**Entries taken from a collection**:
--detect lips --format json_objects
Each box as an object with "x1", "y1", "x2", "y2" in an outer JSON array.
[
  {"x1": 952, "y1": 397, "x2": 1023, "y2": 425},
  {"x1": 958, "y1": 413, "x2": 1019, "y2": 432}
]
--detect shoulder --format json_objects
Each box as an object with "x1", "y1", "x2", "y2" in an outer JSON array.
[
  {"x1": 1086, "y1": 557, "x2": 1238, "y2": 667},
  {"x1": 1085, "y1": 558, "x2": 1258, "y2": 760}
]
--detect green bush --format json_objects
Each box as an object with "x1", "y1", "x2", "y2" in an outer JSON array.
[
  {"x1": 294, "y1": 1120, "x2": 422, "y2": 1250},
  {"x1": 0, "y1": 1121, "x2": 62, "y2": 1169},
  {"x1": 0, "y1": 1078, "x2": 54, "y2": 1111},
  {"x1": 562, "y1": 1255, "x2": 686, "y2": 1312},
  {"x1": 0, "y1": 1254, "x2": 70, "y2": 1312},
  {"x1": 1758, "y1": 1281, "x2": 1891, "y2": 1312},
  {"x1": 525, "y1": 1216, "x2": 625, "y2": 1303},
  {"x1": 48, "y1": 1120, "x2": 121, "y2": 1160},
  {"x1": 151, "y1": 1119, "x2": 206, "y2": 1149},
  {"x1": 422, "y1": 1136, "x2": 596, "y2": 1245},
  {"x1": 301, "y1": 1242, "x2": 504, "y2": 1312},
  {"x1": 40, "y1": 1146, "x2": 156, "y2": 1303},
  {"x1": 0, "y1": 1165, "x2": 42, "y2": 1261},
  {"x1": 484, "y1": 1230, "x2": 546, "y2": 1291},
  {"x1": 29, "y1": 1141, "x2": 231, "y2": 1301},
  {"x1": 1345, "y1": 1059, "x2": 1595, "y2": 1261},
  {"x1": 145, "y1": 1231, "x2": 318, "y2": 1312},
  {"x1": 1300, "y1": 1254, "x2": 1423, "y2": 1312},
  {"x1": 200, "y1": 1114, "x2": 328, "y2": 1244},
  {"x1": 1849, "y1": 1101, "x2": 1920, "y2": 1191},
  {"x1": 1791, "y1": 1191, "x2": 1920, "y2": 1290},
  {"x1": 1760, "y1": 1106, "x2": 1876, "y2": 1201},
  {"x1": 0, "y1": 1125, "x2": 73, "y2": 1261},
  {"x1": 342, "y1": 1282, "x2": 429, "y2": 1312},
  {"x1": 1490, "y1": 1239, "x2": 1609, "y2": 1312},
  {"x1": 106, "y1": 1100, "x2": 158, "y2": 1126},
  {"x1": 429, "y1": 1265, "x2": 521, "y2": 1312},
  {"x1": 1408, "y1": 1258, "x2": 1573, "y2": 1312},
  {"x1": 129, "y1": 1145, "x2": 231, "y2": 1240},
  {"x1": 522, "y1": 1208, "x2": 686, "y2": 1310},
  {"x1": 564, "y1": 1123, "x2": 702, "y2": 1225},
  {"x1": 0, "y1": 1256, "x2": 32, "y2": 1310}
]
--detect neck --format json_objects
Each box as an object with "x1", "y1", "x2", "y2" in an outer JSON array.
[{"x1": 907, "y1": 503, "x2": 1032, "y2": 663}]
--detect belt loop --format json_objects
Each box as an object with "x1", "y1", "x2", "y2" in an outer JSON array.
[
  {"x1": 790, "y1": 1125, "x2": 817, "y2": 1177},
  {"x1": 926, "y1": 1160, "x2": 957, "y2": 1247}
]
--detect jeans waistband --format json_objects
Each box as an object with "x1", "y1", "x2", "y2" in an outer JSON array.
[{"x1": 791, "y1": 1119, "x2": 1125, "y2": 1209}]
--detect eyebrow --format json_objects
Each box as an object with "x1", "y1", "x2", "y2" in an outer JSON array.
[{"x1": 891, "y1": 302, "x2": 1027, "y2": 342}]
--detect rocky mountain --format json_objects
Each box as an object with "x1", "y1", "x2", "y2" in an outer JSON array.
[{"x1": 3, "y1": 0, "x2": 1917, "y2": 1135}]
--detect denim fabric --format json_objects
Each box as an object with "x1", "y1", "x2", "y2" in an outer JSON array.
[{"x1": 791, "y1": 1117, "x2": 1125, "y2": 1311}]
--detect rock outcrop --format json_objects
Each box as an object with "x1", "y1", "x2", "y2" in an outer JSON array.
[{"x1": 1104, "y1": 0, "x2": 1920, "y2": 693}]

**What you will do**:
With the records above in view, retype each one exactly.

**Answer to this task**:
--detect lips --format json_objects
Each box as an object with "x1", "y1", "x2", "y2" in an outer JSON array.
[
  {"x1": 952, "y1": 397, "x2": 1023, "y2": 425},
  {"x1": 958, "y1": 413, "x2": 1019, "y2": 432}
]
--detect shoulder --format json_objects
Each box as an object with "x1", "y1", "x2", "y2" in an outer JSON array.
[
  {"x1": 1086, "y1": 557, "x2": 1238, "y2": 667},
  {"x1": 1085, "y1": 558, "x2": 1258, "y2": 760}
]
--detect green bush --format json_objects
Each box as an object with "x1", "y1", "x2", "y2" in an outer JSON array.
[
  {"x1": 294, "y1": 1120, "x2": 422, "y2": 1250},
  {"x1": 0, "y1": 1121, "x2": 62, "y2": 1169},
  {"x1": 0, "y1": 1078, "x2": 54, "y2": 1111},
  {"x1": 562, "y1": 1255, "x2": 686, "y2": 1312},
  {"x1": 0, "y1": 1254, "x2": 70, "y2": 1312},
  {"x1": 1758, "y1": 1281, "x2": 1891, "y2": 1312},
  {"x1": 525, "y1": 1216, "x2": 625, "y2": 1303},
  {"x1": 48, "y1": 1120, "x2": 121, "y2": 1160},
  {"x1": 151, "y1": 1119, "x2": 206, "y2": 1149},
  {"x1": 422, "y1": 1136, "x2": 596, "y2": 1245},
  {"x1": 301, "y1": 1242, "x2": 504, "y2": 1312},
  {"x1": 40, "y1": 1146, "x2": 156, "y2": 1303},
  {"x1": 0, "y1": 1165, "x2": 42, "y2": 1261},
  {"x1": 484, "y1": 1230, "x2": 546, "y2": 1291},
  {"x1": 29, "y1": 1141, "x2": 231, "y2": 1301},
  {"x1": 1345, "y1": 1059, "x2": 1595, "y2": 1261},
  {"x1": 145, "y1": 1231, "x2": 318, "y2": 1312},
  {"x1": 1300, "y1": 1254, "x2": 1423, "y2": 1312},
  {"x1": 200, "y1": 1114, "x2": 328, "y2": 1244},
  {"x1": 1849, "y1": 1101, "x2": 1920, "y2": 1191},
  {"x1": 1791, "y1": 1191, "x2": 1920, "y2": 1290},
  {"x1": 1760, "y1": 1106, "x2": 1876, "y2": 1201},
  {"x1": 0, "y1": 1125, "x2": 73, "y2": 1261},
  {"x1": 342, "y1": 1282, "x2": 429, "y2": 1312},
  {"x1": 1490, "y1": 1239, "x2": 1609, "y2": 1312},
  {"x1": 106, "y1": 1100, "x2": 158, "y2": 1126},
  {"x1": 429, "y1": 1265, "x2": 521, "y2": 1312},
  {"x1": 1408, "y1": 1258, "x2": 1573, "y2": 1312},
  {"x1": 129, "y1": 1145, "x2": 231, "y2": 1240},
  {"x1": 522, "y1": 1208, "x2": 686, "y2": 1310},
  {"x1": 564, "y1": 1123, "x2": 702, "y2": 1225},
  {"x1": 0, "y1": 1256, "x2": 32, "y2": 1310}
]
--detect neck --format json_objects
Each box as an object with "x1", "y1", "x2", "y2" in an outer JSON array.
[{"x1": 907, "y1": 503, "x2": 1032, "y2": 663}]
--detect belt loop --format json_objects
Each box as an object with "x1", "y1", "x2", "y2" in an outer JSON array.
[
  {"x1": 790, "y1": 1125, "x2": 817, "y2": 1177},
  {"x1": 926, "y1": 1160, "x2": 957, "y2": 1247}
]
--detect jeans waistband --format json_objects
Each box as an object with "x1", "y1", "x2", "y2" in an outer JSON array.
[{"x1": 791, "y1": 1119, "x2": 1125, "y2": 1209}]
--detect eyebrow --format json_objects
Each box as an object with "x1", "y1", "x2", "y2" in an outer JSON array.
[{"x1": 891, "y1": 302, "x2": 1027, "y2": 342}]
--detect rocky mountain --format json_objects
Each box as an object with "x1", "y1", "x2", "y2" in an outer JSON array.
[{"x1": 3, "y1": 0, "x2": 1917, "y2": 1135}]
--detect denim fabric --format json_objects
Each box as an object with "x1", "y1", "x2", "y2" in an outer JSON array.
[{"x1": 791, "y1": 1117, "x2": 1125, "y2": 1311}]
--detect rock outcrop --format json_objects
Each box as an object with "x1", "y1", "x2", "y2" in an outer JSON array.
[{"x1": 1104, "y1": 0, "x2": 1920, "y2": 693}]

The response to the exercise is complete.